▶ _EXERCISE REQUIREMENTS_: Retype every entry exactly, character for character.

[Excerpts from a dataset]
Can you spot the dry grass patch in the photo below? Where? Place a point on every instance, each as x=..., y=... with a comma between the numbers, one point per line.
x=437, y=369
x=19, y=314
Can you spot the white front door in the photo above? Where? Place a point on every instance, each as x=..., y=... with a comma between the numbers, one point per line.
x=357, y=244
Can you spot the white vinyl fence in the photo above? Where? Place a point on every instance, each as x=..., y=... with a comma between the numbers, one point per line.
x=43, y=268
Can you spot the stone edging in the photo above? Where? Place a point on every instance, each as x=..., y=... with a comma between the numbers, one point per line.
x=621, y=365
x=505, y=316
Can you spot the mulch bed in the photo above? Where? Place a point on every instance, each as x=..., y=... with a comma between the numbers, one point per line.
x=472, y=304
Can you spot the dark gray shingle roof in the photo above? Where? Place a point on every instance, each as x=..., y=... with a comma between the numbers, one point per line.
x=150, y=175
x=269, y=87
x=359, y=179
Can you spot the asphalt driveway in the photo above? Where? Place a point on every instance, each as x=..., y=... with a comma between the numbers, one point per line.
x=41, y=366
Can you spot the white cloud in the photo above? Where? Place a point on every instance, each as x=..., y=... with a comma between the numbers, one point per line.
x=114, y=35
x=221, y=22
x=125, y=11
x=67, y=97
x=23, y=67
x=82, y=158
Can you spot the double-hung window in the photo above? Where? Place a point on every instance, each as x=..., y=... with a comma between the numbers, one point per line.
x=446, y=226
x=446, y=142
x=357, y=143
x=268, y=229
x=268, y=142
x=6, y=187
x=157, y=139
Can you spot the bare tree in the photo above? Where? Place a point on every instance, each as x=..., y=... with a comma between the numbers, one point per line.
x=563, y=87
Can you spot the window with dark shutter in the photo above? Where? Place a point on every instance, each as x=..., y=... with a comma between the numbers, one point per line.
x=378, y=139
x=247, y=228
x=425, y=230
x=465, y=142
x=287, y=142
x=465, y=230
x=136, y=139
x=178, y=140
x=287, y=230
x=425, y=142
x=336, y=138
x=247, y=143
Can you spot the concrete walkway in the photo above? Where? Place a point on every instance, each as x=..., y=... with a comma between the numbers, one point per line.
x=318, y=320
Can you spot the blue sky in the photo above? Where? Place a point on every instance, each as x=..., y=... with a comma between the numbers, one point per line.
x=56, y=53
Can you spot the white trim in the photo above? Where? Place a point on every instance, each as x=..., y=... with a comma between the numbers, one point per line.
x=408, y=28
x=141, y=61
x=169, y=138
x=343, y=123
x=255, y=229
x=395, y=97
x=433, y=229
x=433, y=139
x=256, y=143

▶ _RESULT_:
Can you spot the dry grass patch in the photo below? Where? Place a point on every instance, each as x=..., y=... with a comma between the numbers, one point per line.
x=437, y=369
x=19, y=314
Can you spot the white front door in the photo above? Where? Place a point on every instance, each as x=..., y=... with a comma between the numbers, one point per line.
x=357, y=244
Can you spot the white vinyl fence in the photo above? Where? Place a point on every instance, each as x=..., y=... with a comma between the numbers, one point per line.
x=43, y=268
Can you spot the stone edging in the photo above? Where? Place a point on every instance, each as x=..., y=... with a comma between the numbers, one point per line.
x=621, y=365
x=505, y=316
Can you spot the mulch bed in the photo above? Where? Place a point on every instance, each as x=..., y=... with a comma between the numbers, one point per line.
x=472, y=304
Can you spot the dark gray shingle roof in the photo above? Where? Place a point on every instance, each as x=..., y=... with a comma between the numbers, one point per line.
x=150, y=175
x=269, y=87
x=359, y=179
Can you spot the asphalt driveway in the photo above? Where? Place a point on every instance, each as x=..., y=... with a comma between the numbers, one point per line.
x=41, y=366
Can you spot the white cloud in the photo above? Where? Place a point on every instance, each as x=..., y=... with a comma between the numbers, one point per line.
x=114, y=35
x=221, y=22
x=125, y=11
x=67, y=97
x=23, y=67
x=82, y=158
Can you spot the double-hung window in the photo above? Where? Place a point on every instance, each as x=..., y=... with a comma between the numbers, one point per line.
x=446, y=226
x=446, y=142
x=357, y=143
x=268, y=229
x=268, y=142
x=6, y=187
x=157, y=139
Can you spot the bare tree in the photo above? Where? Place a point on every instance, each as x=..., y=... with a comma between the numbers, one point per line.
x=563, y=87
Can you spot the window with dark shutter in the photo above? Where? Place a point on every instance, each as x=..., y=... with a comma between the numbers, one point per line.
x=378, y=139
x=247, y=228
x=425, y=230
x=465, y=142
x=287, y=142
x=465, y=230
x=136, y=139
x=178, y=140
x=287, y=230
x=425, y=142
x=336, y=138
x=247, y=143
Can you spot the concrete walkway in the photo above? Where? Place a point on every instance, each as x=..., y=... with a comma between the numbers, one point per line.
x=318, y=320
Can you spot the blue sky in the photo above? Where? Place a point on every instance, each as x=..., y=... with a comma between the numbers, one point per line.
x=56, y=53
Can you spot the white trim in the photo above? Where? Place a point on every instance, each as x=..., y=... with a comma between the numbers, one point per line.
x=408, y=28
x=141, y=61
x=169, y=138
x=343, y=123
x=255, y=229
x=395, y=97
x=433, y=229
x=433, y=139
x=256, y=143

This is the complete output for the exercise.